● **WHAT YOU NEED TO DO**
Write exactly, with no line omitted or added, the span beginning at the line that holds "Agricultural drone survey: scan the aerial photo for snow-capped" and ending at the last line of the records.

---------- SOURCE MATERIAL ----------

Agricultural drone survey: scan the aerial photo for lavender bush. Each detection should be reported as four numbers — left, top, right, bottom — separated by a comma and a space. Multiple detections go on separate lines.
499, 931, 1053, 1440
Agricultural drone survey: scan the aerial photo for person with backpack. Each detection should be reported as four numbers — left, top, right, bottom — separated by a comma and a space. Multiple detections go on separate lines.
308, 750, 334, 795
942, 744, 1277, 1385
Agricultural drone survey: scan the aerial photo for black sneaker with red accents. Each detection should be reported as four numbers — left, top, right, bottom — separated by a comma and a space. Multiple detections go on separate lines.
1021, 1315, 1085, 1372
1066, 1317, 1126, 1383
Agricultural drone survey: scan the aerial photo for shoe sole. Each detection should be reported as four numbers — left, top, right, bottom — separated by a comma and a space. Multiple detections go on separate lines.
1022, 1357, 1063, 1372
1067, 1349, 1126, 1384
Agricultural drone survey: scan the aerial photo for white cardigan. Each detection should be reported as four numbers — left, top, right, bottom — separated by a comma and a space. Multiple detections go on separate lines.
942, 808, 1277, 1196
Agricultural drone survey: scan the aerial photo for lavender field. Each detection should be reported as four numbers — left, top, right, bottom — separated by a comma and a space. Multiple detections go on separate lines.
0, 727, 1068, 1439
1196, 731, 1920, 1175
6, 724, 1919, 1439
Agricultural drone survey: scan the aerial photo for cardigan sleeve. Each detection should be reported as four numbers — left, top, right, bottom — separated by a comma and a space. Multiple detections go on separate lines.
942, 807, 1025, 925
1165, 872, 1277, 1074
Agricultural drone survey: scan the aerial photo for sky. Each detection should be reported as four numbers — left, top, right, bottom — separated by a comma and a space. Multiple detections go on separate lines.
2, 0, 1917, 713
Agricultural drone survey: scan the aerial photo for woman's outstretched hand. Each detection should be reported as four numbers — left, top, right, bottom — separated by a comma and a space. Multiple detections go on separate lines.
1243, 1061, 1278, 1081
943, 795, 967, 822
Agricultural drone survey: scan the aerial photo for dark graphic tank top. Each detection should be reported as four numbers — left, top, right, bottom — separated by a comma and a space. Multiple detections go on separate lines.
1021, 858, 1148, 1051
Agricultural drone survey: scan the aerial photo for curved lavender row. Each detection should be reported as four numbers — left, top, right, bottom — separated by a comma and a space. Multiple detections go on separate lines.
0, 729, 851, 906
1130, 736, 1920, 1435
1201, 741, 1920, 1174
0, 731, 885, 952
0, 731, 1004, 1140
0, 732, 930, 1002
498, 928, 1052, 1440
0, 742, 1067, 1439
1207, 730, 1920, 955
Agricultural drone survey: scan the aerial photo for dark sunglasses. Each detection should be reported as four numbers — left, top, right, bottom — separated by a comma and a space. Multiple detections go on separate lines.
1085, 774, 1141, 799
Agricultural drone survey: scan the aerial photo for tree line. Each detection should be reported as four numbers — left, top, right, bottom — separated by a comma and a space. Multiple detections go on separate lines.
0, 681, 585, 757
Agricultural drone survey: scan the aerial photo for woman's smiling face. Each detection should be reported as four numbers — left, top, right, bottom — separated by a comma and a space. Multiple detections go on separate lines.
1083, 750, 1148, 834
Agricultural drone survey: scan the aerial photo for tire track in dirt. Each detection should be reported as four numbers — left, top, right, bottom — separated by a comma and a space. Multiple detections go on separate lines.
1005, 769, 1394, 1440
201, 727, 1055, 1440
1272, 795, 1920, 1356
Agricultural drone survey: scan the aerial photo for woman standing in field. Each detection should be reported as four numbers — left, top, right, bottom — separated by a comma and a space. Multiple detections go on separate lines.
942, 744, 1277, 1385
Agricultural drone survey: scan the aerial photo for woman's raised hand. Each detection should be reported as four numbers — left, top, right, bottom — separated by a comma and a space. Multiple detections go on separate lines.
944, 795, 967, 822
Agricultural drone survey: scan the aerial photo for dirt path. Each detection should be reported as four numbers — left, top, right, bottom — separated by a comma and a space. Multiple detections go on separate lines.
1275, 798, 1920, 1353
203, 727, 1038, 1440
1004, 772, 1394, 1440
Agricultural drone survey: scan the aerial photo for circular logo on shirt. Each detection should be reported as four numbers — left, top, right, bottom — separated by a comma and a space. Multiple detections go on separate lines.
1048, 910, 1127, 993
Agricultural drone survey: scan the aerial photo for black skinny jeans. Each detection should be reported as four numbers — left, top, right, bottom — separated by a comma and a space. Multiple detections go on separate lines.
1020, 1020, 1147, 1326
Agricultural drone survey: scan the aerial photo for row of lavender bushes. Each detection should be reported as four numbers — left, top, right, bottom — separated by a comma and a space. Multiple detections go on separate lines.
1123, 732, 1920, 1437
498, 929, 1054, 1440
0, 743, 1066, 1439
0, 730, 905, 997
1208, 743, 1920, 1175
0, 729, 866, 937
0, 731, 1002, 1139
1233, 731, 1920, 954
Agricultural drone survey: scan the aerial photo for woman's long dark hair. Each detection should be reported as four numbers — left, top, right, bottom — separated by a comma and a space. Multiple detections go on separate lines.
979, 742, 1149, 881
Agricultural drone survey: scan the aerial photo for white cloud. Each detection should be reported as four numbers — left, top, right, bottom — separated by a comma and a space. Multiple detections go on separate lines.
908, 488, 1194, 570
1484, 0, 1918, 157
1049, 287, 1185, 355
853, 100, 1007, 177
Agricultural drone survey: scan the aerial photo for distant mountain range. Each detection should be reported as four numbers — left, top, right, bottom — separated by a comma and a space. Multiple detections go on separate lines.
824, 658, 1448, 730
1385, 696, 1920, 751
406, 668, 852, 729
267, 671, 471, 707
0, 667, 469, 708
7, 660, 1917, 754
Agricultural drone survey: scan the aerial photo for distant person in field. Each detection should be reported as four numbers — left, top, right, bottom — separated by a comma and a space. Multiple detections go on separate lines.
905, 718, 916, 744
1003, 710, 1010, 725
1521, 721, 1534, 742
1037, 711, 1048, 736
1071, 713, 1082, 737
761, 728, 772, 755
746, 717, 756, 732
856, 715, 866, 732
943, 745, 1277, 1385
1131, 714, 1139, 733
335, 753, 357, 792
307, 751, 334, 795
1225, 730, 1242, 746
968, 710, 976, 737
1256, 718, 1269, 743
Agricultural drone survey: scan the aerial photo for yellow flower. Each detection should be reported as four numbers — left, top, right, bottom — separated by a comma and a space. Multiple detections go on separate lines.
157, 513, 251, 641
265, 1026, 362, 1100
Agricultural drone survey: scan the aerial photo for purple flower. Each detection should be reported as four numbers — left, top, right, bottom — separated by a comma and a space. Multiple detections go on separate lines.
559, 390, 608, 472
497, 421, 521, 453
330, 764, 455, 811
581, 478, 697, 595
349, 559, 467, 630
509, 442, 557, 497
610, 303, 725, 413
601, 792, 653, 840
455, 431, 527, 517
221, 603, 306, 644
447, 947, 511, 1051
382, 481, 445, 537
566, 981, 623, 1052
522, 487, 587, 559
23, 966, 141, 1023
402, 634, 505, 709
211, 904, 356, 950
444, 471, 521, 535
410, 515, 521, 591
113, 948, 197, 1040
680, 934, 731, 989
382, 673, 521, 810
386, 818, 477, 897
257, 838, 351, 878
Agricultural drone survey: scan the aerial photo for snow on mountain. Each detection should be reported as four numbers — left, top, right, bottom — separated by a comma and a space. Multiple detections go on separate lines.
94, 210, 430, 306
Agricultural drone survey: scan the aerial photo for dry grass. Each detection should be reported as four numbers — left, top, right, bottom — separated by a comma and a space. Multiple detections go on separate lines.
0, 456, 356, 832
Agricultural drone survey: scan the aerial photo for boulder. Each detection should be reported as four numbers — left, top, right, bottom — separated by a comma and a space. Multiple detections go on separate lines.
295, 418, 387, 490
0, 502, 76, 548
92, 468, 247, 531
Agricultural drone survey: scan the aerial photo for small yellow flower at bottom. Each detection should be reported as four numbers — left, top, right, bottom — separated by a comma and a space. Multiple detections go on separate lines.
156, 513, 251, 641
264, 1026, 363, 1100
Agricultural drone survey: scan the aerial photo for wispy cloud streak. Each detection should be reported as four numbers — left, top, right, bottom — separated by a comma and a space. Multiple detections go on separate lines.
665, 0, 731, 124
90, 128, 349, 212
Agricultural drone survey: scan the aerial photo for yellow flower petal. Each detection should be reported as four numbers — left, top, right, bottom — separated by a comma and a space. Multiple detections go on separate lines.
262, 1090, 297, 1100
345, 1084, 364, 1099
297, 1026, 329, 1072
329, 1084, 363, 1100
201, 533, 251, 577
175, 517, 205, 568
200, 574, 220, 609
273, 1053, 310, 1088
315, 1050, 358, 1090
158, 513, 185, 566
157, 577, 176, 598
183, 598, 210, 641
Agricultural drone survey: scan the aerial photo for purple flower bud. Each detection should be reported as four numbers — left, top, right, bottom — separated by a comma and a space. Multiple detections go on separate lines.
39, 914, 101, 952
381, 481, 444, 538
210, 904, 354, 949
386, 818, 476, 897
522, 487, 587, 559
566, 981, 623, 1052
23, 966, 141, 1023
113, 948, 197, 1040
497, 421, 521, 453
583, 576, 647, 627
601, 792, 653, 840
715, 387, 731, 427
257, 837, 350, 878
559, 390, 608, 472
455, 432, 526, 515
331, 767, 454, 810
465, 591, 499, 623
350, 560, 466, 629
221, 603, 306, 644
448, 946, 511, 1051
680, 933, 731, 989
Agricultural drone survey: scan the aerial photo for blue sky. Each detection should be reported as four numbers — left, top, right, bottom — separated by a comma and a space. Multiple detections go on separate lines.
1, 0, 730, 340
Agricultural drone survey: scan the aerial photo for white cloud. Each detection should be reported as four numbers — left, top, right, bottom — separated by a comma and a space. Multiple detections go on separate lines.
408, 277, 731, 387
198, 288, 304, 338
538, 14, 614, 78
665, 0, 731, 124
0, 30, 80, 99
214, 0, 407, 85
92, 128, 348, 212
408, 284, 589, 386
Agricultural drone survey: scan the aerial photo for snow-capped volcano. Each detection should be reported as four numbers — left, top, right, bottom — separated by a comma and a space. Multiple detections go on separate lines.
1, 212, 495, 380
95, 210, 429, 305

----------

● **ANSWER**
Agricultural drone survey: scan the aerial photo for snow-capped volcano. Each detection should be reported as four numbers — left, top, right, bottom — separated by a comma and a space. Multiple detections go on separate lines.
1, 212, 495, 380
95, 210, 429, 305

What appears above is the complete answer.